**Task details:** Render the records from the start through the line containing "column 374, row 233" as a Markdown table with two columns, Number and Text. Number each line and leave out any blank lines.

**Provided records:**
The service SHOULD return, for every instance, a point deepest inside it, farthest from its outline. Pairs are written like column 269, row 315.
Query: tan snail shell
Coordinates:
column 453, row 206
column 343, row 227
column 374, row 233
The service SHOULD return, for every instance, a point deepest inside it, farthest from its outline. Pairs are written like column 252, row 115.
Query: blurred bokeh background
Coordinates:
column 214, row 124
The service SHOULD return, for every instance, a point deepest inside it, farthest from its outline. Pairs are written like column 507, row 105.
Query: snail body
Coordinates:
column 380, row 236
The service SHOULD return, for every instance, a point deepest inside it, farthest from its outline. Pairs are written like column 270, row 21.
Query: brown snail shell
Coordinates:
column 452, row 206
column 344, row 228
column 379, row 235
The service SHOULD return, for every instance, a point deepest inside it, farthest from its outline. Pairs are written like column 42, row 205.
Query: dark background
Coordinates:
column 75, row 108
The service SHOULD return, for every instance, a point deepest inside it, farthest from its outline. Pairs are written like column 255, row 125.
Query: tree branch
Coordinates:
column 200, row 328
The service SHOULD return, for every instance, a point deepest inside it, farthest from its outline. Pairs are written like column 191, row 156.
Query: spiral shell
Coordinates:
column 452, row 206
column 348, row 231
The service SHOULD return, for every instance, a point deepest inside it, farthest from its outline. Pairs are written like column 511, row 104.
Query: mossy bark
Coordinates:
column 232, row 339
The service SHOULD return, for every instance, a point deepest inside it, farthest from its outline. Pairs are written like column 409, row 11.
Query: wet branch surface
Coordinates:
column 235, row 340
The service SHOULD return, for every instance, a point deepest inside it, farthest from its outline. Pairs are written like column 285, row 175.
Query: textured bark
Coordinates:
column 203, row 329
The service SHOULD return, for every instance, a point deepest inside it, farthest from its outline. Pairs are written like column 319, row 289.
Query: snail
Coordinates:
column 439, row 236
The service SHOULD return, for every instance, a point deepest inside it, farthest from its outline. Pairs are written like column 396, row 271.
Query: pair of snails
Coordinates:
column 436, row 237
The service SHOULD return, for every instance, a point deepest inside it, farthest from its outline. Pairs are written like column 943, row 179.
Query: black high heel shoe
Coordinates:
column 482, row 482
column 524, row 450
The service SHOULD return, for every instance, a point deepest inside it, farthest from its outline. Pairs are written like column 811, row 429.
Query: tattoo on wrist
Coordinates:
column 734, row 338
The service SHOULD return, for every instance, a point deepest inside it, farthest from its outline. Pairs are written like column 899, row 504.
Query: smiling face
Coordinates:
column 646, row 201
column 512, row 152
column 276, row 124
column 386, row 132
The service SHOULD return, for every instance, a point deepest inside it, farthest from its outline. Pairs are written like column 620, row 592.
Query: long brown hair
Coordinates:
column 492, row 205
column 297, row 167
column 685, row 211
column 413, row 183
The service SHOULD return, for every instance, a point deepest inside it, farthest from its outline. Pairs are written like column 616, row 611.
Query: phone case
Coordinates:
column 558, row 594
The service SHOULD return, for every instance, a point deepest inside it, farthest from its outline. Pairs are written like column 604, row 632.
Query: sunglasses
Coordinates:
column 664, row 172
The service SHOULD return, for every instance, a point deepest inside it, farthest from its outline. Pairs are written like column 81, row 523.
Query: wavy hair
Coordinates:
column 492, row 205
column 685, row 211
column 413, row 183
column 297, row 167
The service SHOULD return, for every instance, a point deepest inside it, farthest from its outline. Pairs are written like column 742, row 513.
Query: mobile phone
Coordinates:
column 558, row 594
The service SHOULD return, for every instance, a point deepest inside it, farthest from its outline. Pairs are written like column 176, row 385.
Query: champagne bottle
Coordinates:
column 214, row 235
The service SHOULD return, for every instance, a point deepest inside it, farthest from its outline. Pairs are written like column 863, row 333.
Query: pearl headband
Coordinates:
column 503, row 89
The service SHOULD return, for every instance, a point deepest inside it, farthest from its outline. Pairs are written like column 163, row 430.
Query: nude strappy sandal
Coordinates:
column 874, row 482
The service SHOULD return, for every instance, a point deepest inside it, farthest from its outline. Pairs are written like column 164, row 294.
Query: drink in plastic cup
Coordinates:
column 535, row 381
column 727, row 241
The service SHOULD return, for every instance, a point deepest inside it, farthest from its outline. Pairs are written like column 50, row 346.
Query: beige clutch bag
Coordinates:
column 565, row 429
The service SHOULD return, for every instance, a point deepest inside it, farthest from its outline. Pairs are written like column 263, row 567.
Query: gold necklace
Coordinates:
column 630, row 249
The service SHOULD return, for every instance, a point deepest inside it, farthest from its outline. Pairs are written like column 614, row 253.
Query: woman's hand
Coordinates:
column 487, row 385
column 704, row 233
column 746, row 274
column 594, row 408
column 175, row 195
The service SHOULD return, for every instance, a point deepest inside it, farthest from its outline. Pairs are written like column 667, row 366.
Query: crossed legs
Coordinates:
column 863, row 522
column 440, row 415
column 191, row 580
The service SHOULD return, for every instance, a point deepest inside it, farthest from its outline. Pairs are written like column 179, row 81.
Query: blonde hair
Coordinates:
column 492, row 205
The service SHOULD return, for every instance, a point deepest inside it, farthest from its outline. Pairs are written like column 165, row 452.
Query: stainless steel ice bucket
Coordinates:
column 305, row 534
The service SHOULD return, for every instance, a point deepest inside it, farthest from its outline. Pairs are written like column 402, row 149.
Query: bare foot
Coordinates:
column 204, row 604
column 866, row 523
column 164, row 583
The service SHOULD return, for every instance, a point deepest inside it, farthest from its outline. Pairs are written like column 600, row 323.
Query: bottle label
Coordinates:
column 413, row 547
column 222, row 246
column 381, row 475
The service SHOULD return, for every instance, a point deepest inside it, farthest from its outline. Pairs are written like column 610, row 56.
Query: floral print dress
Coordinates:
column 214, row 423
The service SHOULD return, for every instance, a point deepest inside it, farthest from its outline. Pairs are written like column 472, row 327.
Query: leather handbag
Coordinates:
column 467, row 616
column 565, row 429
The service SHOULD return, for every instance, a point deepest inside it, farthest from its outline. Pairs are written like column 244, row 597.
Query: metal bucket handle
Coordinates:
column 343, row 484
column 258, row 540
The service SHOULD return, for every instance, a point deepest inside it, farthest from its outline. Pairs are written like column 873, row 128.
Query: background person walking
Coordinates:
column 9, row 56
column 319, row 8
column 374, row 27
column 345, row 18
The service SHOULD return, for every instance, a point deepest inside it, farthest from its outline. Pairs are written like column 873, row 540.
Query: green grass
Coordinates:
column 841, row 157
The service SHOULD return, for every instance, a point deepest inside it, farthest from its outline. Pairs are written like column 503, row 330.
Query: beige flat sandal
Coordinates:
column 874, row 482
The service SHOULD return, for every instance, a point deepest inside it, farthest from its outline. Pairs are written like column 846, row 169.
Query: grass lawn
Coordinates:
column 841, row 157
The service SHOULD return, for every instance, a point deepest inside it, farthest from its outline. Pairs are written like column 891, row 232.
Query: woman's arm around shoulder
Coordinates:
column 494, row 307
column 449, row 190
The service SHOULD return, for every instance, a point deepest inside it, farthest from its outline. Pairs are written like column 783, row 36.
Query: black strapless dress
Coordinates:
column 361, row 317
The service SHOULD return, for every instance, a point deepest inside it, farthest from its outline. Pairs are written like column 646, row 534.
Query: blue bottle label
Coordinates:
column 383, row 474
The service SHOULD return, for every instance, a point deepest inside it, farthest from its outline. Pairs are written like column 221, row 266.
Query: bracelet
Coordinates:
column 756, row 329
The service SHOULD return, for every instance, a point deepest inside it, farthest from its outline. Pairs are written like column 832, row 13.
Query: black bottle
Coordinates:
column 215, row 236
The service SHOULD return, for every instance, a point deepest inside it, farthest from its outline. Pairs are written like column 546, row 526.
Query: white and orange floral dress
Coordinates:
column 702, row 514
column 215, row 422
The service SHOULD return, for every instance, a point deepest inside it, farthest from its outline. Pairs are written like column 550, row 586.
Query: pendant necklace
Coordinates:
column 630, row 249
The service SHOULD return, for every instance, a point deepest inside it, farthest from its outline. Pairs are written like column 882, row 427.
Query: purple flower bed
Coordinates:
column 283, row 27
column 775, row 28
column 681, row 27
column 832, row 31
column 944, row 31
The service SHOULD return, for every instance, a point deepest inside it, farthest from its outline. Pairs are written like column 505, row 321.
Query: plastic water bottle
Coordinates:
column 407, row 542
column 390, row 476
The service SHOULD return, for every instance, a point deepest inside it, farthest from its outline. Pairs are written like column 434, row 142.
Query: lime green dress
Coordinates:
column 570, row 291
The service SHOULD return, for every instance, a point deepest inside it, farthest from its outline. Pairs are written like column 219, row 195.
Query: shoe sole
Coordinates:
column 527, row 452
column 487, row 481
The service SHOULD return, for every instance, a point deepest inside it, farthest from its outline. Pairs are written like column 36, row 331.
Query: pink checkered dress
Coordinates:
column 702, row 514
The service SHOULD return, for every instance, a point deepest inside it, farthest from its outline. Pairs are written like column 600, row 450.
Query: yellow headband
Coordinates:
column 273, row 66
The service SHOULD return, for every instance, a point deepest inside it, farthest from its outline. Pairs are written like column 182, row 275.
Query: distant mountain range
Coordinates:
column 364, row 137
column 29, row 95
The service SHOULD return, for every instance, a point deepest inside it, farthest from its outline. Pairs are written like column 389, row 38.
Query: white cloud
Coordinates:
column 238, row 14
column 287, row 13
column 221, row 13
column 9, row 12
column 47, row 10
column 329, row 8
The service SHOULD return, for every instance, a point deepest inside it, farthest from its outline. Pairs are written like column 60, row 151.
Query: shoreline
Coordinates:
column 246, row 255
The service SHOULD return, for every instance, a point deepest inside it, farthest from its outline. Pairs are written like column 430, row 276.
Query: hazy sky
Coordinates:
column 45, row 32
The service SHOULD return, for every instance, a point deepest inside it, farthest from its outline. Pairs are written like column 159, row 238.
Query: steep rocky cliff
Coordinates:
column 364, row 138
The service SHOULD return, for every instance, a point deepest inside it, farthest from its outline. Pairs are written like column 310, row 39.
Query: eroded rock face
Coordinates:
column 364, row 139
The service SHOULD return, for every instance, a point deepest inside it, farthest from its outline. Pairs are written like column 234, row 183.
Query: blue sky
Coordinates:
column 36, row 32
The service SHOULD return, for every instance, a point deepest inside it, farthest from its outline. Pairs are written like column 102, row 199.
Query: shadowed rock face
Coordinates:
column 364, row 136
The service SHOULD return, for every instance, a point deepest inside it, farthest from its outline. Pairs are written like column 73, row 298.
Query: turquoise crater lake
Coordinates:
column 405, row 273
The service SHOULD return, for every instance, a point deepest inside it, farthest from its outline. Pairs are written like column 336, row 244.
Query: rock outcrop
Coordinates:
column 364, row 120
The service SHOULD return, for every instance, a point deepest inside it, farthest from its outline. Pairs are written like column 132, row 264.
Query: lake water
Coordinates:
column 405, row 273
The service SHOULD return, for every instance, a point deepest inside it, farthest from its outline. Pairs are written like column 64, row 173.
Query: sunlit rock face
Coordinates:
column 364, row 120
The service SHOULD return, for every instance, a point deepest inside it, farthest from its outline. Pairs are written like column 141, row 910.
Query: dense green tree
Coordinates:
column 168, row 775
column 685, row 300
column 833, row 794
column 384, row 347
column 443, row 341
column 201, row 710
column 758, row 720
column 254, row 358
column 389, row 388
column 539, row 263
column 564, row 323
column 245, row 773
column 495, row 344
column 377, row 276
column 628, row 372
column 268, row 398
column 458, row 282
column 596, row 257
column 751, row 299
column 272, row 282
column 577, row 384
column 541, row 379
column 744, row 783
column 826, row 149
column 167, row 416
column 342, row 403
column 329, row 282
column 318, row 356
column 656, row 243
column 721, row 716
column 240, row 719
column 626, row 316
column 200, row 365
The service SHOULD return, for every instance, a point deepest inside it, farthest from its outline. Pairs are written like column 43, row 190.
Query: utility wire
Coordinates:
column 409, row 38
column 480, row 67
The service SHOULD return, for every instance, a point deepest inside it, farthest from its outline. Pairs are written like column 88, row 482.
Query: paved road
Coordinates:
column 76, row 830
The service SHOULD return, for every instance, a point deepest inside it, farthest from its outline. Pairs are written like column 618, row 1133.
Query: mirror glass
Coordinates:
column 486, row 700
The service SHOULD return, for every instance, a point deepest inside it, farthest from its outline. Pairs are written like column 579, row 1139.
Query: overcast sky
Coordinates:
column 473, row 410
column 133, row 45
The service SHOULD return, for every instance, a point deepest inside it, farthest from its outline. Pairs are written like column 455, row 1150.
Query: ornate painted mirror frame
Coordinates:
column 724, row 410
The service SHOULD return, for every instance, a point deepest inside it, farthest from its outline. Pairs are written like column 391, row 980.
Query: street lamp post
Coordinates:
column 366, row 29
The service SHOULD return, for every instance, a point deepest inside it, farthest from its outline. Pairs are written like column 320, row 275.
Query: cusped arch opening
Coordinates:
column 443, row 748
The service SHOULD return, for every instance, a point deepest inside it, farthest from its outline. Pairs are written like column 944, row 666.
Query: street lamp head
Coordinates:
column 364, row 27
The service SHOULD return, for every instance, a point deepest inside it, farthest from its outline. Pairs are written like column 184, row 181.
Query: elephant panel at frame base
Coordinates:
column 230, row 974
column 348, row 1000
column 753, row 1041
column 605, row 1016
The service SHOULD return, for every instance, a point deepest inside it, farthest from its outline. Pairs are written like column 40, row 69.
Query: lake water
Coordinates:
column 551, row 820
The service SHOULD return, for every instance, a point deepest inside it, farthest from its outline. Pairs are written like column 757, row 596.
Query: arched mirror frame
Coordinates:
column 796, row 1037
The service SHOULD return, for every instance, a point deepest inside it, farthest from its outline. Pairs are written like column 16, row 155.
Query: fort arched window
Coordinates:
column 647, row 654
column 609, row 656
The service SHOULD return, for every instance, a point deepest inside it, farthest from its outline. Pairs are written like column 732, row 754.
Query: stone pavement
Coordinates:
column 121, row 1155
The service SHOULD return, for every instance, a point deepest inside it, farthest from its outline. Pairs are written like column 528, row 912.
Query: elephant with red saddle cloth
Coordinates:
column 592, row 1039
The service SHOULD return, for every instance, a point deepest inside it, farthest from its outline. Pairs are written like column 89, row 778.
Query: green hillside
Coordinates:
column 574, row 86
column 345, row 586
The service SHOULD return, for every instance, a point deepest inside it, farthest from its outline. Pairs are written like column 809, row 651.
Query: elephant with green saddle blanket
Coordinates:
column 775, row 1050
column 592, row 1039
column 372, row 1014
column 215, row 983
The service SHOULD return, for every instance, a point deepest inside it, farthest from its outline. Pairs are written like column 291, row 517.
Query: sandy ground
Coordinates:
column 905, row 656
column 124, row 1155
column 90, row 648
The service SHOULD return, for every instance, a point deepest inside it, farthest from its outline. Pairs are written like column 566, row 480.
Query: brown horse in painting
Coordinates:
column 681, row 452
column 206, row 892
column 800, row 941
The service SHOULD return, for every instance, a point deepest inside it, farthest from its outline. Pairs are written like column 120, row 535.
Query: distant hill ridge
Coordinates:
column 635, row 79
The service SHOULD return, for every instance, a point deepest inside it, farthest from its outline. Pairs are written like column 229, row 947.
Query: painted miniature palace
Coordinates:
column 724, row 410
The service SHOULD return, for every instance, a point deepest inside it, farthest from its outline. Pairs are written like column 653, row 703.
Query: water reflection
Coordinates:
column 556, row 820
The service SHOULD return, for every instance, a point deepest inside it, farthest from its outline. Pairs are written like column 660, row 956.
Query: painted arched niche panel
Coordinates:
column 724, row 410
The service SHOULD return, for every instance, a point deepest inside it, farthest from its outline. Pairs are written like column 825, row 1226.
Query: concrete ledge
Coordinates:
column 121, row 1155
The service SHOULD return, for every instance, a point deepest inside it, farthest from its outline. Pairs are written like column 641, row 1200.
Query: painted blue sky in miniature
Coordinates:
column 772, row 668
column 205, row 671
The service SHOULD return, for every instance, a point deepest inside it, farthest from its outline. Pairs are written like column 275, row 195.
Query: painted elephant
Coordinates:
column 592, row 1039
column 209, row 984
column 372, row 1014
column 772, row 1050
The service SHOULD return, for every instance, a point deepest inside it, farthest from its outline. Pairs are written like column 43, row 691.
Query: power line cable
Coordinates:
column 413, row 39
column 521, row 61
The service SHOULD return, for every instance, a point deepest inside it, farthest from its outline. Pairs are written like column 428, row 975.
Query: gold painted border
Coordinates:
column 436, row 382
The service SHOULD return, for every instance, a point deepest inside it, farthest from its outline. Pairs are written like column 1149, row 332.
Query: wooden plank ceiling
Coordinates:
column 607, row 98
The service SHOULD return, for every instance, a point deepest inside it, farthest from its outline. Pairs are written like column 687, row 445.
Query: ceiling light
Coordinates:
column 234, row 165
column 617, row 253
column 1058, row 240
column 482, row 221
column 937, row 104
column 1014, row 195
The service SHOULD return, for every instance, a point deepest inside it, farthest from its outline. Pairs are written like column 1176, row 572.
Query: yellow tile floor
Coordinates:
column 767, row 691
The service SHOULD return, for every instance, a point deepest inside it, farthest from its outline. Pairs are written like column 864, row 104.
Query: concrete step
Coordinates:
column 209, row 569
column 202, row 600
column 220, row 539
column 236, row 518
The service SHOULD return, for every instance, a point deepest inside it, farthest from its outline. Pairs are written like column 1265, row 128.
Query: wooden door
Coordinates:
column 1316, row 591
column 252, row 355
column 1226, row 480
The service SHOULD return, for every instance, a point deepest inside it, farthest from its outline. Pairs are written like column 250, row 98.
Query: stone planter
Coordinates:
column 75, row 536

**Solution to this exercise:**
| Number | Text |
|---|---|
| 1 | The service SHOULD return, for every instance, a point deepest inside it, farthest from its outline. Pairs are written like column 269, row 315. |
| 2 | Query: tan snail shell |
| 3 | Coordinates: |
| 4 | column 453, row 206 |
| 5 | column 343, row 227 |
| 6 | column 374, row 233 |